- _TASK A_
Could you copy out the whole event listings text below, word for word and line for line?

- _DOCUMENT EXTRACT_
• • • • •

July 5 at 7:30 and 10 p.m. at Union Hall, 702 Union Street, Brooklyn; unionhallny.com.

Competitive eating has its most mainstream moment every Fourth of July when ESPN broadcasts Nathan’s Famous Hot Dog Eating Contest, where men and women alike race to devour as many franks as they can outside the franchise’s original restaurant near the Coney Island boardwalk in Brooklyn.

Who better to deconstruct this event than Jamie Loftus, the comedian, TV writer and podcaster who wrote the 2023 best seller “Raw Dog.” If that’s not enough, while writing her searing portrait of Americana, Loftus also workshopped the one-hander “Mrs. Joseph Chestnut, America USA,” in which she imagines herself as the wife of America’s most famous competitive eater.

So of course Loftus will be in Brooklyn this weekend, not only marking the paperback release of “Raw Dog” but also delivering her 2025 State of the Hot Dog address. The celebration will feature special guests, stand-up, a recap of Friday’s contest and hot-dog eating. The 7:30 p.m. performance has sold out online, so a late show has been added. Tickets are $15 in advance on Eventbrite, and $20 at the door. SEAN L. McCARTHY

Music

Pop & Rock

Felukah

July 5 at 7 p.m. at Public Records, 233 Butler Street, Brooklyn; publicrecords.nyc.

The singer, songwriter and rapper Felukah moved to New York from Cairo in 2017 to study creative writing. She published a handful of poetry chapbooks before her verses began to migrate from the page to the recording studio, and by the time her EP “Yansoon” — the Egyptian word for anise, which is a popular spice in the country’s cuisine — arrived the following year, she had begun merging her words with skeletal loops.

• • • • •

- _TASK B_
How many lines of the records below contain the string "painted"? Case counts, and your reply should be the number alone.

- _AVAILABLE RECORDS_
• • • • •

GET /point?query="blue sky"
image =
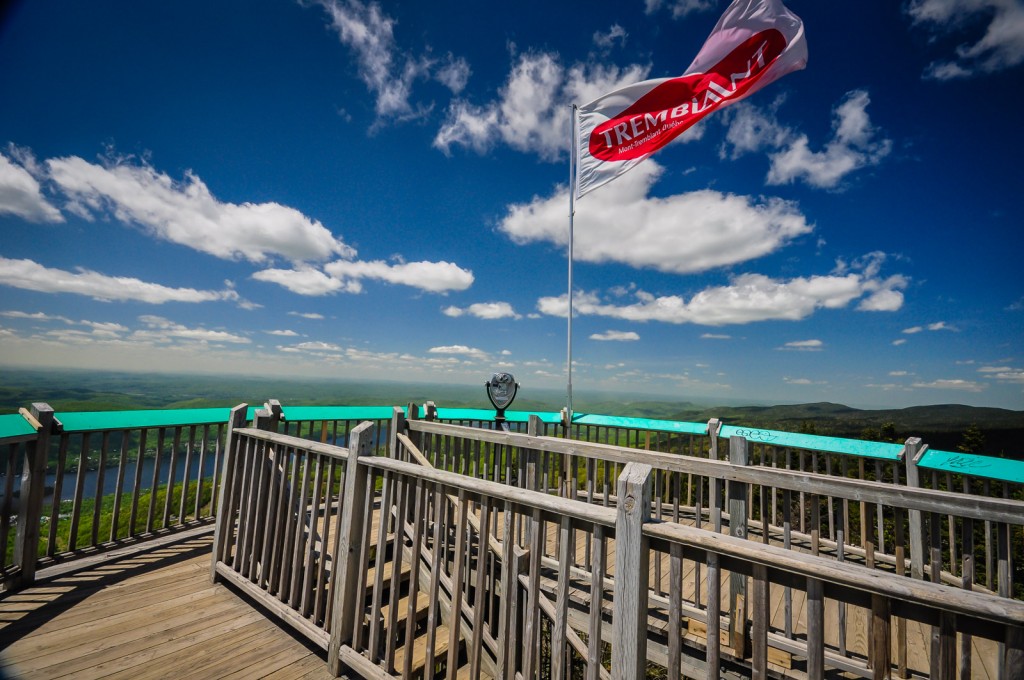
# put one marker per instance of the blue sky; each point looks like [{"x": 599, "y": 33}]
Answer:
[{"x": 351, "y": 189}]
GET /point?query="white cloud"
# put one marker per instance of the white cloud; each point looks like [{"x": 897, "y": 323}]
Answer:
[
  {"x": 607, "y": 40},
  {"x": 430, "y": 277},
  {"x": 804, "y": 345},
  {"x": 388, "y": 74},
  {"x": 98, "y": 329},
  {"x": 953, "y": 384},
  {"x": 31, "y": 275},
  {"x": 681, "y": 234},
  {"x": 163, "y": 330},
  {"x": 454, "y": 73},
  {"x": 347, "y": 275},
  {"x": 460, "y": 350},
  {"x": 854, "y": 145},
  {"x": 318, "y": 346},
  {"x": 1003, "y": 374},
  {"x": 22, "y": 196},
  {"x": 1000, "y": 47},
  {"x": 752, "y": 128},
  {"x": 531, "y": 113},
  {"x": 487, "y": 310},
  {"x": 188, "y": 214},
  {"x": 748, "y": 298},
  {"x": 35, "y": 315},
  {"x": 680, "y": 8},
  {"x": 615, "y": 336},
  {"x": 306, "y": 281},
  {"x": 937, "y": 326}
]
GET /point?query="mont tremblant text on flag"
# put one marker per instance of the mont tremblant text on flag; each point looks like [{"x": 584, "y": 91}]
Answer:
[{"x": 754, "y": 43}]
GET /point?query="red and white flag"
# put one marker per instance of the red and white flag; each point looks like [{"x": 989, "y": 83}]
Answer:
[{"x": 754, "y": 43}]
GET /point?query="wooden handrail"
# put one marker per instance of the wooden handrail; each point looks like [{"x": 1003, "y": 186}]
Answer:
[
  {"x": 935, "y": 596},
  {"x": 925, "y": 500}
]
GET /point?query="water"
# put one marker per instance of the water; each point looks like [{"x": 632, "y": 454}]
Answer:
[{"x": 91, "y": 477}]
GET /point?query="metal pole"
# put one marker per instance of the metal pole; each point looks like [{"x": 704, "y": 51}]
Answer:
[{"x": 568, "y": 352}]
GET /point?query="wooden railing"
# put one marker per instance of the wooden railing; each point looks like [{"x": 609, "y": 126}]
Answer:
[
  {"x": 903, "y": 514},
  {"x": 455, "y": 542},
  {"x": 89, "y": 483}
]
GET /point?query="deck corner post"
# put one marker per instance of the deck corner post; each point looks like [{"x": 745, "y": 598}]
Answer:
[
  {"x": 714, "y": 426},
  {"x": 397, "y": 427},
  {"x": 413, "y": 413},
  {"x": 226, "y": 493},
  {"x": 276, "y": 413},
  {"x": 1013, "y": 656},
  {"x": 738, "y": 455},
  {"x": 629, "y": 646},
  {"x": 912, "y": 453},
  {"x": 534, "y": 427},
  {"x": 350, "y": 525},
  {"x": 33, "y": 490}
]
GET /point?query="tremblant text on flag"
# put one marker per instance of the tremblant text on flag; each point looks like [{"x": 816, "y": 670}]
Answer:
[
  {"x": 754, "y": 43},
  {"x": 656, "y": 119}
]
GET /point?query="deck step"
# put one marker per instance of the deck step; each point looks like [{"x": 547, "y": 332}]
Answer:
[
  {"x": 422, "y": 604},
  {"x": 419, "y": 651}
]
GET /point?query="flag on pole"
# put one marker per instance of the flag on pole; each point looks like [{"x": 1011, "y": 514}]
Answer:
[{"x": 754, "y": 43}]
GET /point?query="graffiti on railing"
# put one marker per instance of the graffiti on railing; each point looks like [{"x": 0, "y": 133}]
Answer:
[{"x": 765, "y": 436}]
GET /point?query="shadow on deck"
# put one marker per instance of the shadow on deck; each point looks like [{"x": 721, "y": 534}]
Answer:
[{"x": 152, "y": 612}]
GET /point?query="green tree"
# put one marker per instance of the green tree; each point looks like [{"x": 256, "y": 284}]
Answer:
[{"x": 973, "y": 440}]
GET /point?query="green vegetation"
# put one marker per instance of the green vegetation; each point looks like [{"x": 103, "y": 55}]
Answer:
[
  {"x": 88, "y": 515},
  {"x": 947, "y": 427}
]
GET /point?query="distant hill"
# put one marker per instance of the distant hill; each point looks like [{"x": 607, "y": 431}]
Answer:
[
  {"x": 940, "y": 426},
  {"x": 1001, "y": 431}
]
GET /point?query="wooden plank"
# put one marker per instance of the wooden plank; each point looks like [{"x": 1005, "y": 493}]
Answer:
[
  {"x": 738, "y": 456},
  {"x": 815, "y": 629},
  {"x": 562, "y": 601},
  {"x": 346, "y": 601},
  {"x": 760, "y": 615},
  {"x": 629, "y": 653},
  {"x": 459, "y": 559}
]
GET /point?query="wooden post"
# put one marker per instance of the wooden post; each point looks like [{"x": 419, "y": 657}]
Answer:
[
  {"x": 350, "y": 524},
  {"x": 911, "y": 456},
  {"x": 224, "y": 512},
  {"x": 413, "y": 413},
  {"x": 737, "y": 527},
  {"x": 276, "y": 414},
  {"x": 714, "y": 425},
  {"x": 33, "y": 490},
  {"x": 629, "y": 645},
  {"x": 1013, "y": 657},
  {"x": 531, "y": 479},
  {"x": 815, "y": 629},
  {"x": 397, "y": 427},
  {"x": 881, "y": 639}
]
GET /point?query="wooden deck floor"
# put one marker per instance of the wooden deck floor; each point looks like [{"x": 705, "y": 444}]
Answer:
[
  {"x": 153, "y": 614},
  {"x": 156, "y": 614}
]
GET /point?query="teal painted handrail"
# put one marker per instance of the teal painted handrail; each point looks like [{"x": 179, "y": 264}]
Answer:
[{"x": 15, "y": 428}]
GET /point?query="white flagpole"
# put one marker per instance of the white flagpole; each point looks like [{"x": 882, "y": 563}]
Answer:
[{"x": 568, "y": 359}]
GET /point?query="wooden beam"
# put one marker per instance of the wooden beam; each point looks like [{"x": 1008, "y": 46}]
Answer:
[{"x": 629, "y": 645}]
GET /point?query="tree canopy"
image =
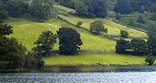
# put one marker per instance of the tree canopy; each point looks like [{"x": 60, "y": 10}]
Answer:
[
  {"x": 45, "y": 43},
  {"x": 69, "y": 41}
]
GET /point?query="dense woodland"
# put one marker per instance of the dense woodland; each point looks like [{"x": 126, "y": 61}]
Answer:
[{"x": 133, "y": 13}]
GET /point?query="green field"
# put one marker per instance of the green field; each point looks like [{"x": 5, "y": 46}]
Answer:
[
  {"x": 27, "y": 31},
  {"x": 95, "y": 59},
  {"x": 113, "y": 28}
]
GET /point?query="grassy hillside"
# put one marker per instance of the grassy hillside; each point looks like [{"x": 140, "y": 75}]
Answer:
[
  {"x": 27, "y": 32},
  {"x": 113, "y": 28},
  {"x": 95, "y": 59}
]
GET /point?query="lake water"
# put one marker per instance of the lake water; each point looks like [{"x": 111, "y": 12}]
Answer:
[{"x": 107, "y": 77}]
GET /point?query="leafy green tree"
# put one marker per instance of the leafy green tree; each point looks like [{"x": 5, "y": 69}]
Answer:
[
  {"x": 33, "y": 60},
  {"x": 69, "y": 41},
  {"x": 122, "y": 45},
  {"x": 152, "y": 39},
  {"x": 118, "y": 16},
  {"x": 3, "y": 11},
  {"x": 45, "y": 43},
  {"x": 79, "y": 23},
  {"x": 124, "y": 34},
  {"x": 150, "y": 59},
  {"x": 17, "y": 8},
  {"x": 12, "y": 54},
  {"x": 91, "y": 8},
  {"x": 97, "y": 27},
  {"x": 139, "y": 46},
  {"x": 5, "y": 29},
  {"x": 42, "y": 10}
]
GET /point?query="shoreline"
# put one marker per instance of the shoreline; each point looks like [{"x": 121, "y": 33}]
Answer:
[{"x": 85, "y": 68}]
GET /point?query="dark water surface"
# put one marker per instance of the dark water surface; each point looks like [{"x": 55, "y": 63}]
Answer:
[{"x": 107, "y": 77}]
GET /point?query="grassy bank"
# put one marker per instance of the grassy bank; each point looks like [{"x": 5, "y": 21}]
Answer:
[{"x": 94, "y": 59}]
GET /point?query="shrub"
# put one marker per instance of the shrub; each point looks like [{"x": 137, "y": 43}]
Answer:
[
  {"x": 45, "y": 43},
  {"x": 150, "y": 59},
  {"x": 69, "y": 41},
  {"x": 124, "y": 34},
  {"x": 97, "y": 28}
]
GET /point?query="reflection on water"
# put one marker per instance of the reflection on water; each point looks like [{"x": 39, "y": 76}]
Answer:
[{"x": 110, "y": 77}]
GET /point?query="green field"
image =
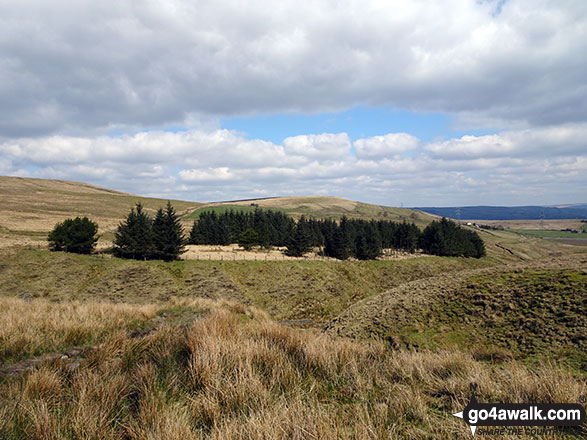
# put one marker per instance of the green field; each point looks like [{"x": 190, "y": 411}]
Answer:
[
  {"x": 221, "y": 209},
  {"x": 548, "y": 233}
]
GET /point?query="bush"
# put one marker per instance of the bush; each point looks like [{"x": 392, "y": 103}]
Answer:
[
  {"x": 76, "y": 235},
  {"x": 447, "y": 238},
  {"x": 140, "y": 238}
]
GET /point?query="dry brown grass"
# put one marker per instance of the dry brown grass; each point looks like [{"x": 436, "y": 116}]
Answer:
[
  {"x": 236, "y": 374},
  {"x": 31, "y": 207},
  {"x": 37, "y": 326}
]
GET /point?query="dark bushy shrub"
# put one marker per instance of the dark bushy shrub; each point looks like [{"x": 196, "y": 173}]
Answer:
[{"x": 76, "y": 235}]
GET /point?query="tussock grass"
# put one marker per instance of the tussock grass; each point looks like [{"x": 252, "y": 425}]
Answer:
[
  {"x": 37, "y": 326},
  {"x": 237, "y": 374}
]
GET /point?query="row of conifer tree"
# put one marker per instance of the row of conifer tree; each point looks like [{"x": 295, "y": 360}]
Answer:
[
  {"x": 140, "y": 237},
  {"x": 356, "y": 238}
]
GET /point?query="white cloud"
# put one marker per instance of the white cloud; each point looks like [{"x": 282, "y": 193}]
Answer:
[
  {"x": 384, "y": 146},
  {"x": 86, "y": 67},
  {"x": 319, "y": 146},
  {"x": 513, "y": 167}
]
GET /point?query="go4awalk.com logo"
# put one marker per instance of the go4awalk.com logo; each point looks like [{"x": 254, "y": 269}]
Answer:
[{"x": 519, "y": 418}]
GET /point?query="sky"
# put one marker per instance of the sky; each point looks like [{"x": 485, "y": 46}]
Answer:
[{"x": 420, "y": 103}]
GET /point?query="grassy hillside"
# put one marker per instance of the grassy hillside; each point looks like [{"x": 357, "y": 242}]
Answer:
[
  {"x": 31, "y": 207},
  {"x": 224, "y": 371},
  {"x": 527, "y": 311},
  {"x": 317, "y": 290},
  {"x": 325, "y": 207}
]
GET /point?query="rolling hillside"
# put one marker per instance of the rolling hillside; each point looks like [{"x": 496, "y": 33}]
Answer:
[{"x": 31, "y": 207}]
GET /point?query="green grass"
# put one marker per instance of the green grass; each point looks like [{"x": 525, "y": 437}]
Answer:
[
  {"x": 317, "y": 290},
  {"x": 221, "y": 209},
  {"x": 532, "y": 314}
]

• • • • •

- _TASK RESULT A_
July 5 at 7:30 and 10 p.m. at Union Hall, 702 Union Street, Brooklyn; unionhallny.com.

Competitive eating has its most mainstream moment every Fourth of July when ESPN broadcasts Nathan’s Famous Hot Dog Eating Contest, where men and women alike race to devour as many franks as they can outside the franchise’s original restaurant near the Coney Island boardwalk in Brooklyn.

Who better to deconstruct this event than Jamie Loftus, the comedian, TV writer and podcaster who wrote the 2023 best seller “Raw Dog.” If that’s not enough, while writing her searing portrait of Americana, Loftus also workshopped the one-hander “Mrs. Joseph Chestnut, America USA,” in which she imagines herself as the wife of America’s most famous competitive eater.

So of course Loftus will be in Brooklyn this weekend, not only marking the paperback release of “Raw Dog” but also delivering her 2025 State of the Hot Dog address. The celebration will feature special guests, stand-up, a recap of Friday’s contest and hot-dog eating. The 7:30 p.m. performance has sold out online, so a late show has been added. Tickets are $15 in advance on Eventbrite, and $20 at the door. SEAN L. McCARTHY

Music

Pop & Rock

Felukah

July 5 at 7 p.m. at Public Records, 233 Butler Street, Brooklyn; publicrecords.nyc.

The singer, songwriter and rapper Felukah moved to New York from Cairo in 2017 to study creative writing. She published a handful of poetry chapbooks before her verses began to migrate from the page to the recording studio, and by the time her EP “Yansoon” — the Egyptian word for anise, which is a popular spice in the country’s cuisine — arrived the following year, she had begun merging her words with skeletal loops.

- _TASK RESULT B_
2